• **Exercise material**
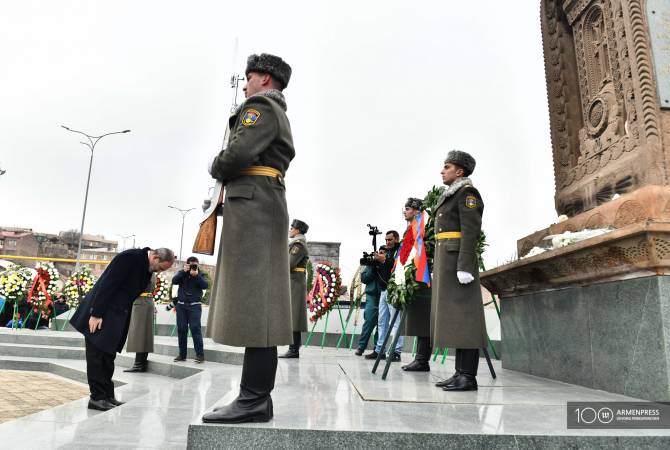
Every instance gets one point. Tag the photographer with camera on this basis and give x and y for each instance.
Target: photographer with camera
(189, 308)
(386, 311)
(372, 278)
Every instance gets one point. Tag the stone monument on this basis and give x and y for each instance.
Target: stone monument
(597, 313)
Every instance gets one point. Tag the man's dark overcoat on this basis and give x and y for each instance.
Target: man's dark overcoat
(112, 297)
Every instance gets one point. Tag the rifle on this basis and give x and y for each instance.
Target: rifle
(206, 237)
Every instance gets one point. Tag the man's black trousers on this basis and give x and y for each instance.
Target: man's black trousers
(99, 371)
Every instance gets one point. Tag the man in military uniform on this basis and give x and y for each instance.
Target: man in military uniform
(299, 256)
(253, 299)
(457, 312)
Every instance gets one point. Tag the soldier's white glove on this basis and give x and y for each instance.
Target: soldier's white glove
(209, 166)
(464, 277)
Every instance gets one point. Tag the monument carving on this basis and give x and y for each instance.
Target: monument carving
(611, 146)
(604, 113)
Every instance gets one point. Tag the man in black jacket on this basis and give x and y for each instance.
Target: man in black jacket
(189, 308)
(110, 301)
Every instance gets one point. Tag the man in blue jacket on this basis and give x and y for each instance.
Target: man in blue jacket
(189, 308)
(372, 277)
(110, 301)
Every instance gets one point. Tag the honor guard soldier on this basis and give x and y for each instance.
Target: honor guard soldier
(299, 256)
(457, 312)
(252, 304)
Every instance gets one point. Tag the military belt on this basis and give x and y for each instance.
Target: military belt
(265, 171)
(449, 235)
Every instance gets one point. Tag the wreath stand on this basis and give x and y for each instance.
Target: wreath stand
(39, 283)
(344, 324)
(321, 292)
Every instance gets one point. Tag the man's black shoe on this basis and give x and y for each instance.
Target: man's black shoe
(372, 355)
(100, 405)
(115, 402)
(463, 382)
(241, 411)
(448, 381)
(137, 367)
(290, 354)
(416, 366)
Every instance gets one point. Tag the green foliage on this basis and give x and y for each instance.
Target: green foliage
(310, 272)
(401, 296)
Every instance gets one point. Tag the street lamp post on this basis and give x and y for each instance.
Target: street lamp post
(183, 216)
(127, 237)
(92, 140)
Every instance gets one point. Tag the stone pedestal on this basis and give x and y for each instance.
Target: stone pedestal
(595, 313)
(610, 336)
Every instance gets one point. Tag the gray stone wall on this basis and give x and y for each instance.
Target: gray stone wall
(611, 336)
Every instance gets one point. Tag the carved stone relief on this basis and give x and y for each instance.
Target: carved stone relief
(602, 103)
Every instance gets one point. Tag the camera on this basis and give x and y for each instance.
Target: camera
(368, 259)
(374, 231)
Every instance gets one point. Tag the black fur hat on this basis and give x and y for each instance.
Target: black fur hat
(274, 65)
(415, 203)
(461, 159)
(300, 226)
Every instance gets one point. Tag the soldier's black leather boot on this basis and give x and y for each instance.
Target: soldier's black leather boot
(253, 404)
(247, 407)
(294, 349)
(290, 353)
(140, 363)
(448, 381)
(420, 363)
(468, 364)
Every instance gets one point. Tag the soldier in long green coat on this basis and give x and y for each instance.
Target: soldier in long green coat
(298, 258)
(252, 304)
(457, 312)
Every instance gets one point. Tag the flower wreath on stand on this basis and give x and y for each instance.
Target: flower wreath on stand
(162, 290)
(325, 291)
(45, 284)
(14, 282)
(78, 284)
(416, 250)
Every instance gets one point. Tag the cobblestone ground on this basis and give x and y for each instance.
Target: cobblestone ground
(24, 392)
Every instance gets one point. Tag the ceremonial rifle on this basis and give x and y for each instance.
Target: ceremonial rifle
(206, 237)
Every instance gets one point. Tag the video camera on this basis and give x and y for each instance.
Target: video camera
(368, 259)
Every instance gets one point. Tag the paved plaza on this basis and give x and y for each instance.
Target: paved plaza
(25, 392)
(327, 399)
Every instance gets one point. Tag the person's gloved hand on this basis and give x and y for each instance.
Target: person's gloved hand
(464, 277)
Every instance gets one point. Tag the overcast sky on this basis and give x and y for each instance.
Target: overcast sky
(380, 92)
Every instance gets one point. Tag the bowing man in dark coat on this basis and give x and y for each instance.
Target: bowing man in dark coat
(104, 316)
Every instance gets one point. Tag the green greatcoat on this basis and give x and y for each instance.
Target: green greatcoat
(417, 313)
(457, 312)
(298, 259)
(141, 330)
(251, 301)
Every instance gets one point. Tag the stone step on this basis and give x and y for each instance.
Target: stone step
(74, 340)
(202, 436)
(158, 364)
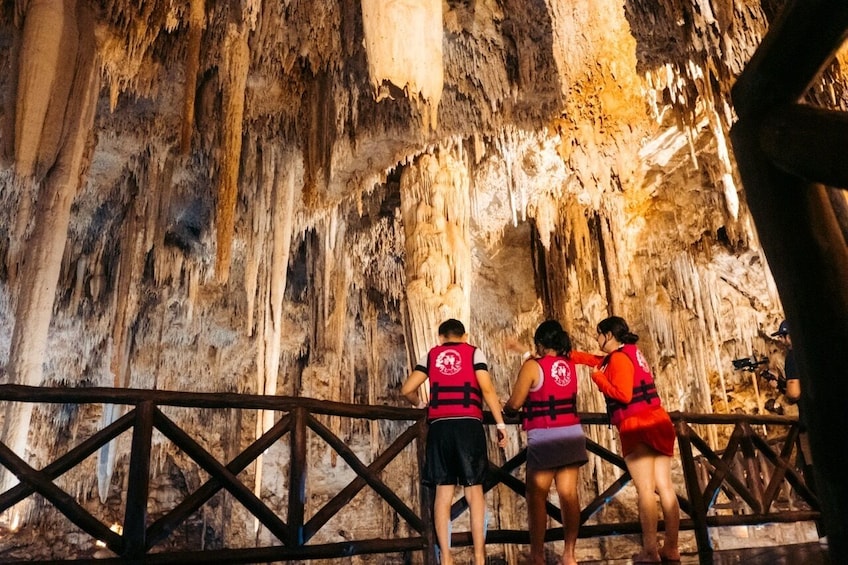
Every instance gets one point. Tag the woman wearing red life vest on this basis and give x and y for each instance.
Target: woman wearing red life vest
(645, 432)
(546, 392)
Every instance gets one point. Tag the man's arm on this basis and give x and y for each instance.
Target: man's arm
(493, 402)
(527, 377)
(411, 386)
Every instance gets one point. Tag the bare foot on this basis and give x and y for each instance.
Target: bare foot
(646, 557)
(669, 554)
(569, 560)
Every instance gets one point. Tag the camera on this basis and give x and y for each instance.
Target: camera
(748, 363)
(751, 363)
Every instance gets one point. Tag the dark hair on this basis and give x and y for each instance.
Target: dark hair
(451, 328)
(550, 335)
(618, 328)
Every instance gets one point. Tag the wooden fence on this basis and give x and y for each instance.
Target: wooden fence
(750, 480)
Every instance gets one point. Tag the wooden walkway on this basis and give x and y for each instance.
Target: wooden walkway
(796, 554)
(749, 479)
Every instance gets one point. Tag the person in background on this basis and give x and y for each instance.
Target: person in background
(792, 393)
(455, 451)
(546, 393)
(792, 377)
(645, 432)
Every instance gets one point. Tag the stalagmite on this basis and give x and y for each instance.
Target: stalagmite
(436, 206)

• **Given task**
Rewrite the entries from the line that contains "Every instance gets one point. Tag the woman" through the end of the entries, keeping every line, requests included. Multiply each x and y coordinate in the answers by 1.55 and round to the nearest whole number, with halves rounded up.

• **Answer for this exercise**
Every instance gets one point. Tag the woman wearing red life vest on this basis and give x and y for each instance.
Target: woman wearing red life vest
(1000, 670)
(846, 608)
Every instance gets one point. Tag the man's arm on this basis and give x and y for each instance.
Target: man's arm
(764, 623)
(817, 584)
(637, 598)
Every instance gets one point. Tag the bare foot on this basis and give x and y for each instance.
Target: bare foot
(1001, 863)
(1037, 859)
(882, 868)
Every instance gets one point. Tag the camera on this basis and give x and y for each instance.
Target: camera
(1159, 563)
(1164, 563)
Every instance gets one point. Tag the dark hair on this basis and give x and y for each instance.
Target: dark hair
(699, 508)
(853, 519)
(958, 508)
Every instance gets one point. Tag the wooden fence on this basis and give x and y for each instance.
Target: wooden fence
(1163, 744)
Every instance gets one point. Tag the wooden walkway on this basis and give x and y for each instance.
Target: wooden walkway
(1234, 859)
(1161, 742)
Every instance gets one point. Tag the person in background on this basis and give x and y for each instance.
Target: person in background
(1228, 609)
(705, 699)
(846, 609)
(1228, 584)
(1000, 670)
Every instance gets one point. Tag the stalagmite on this basis and give x and y for each instance.
Target: stalagmite
(676, 319)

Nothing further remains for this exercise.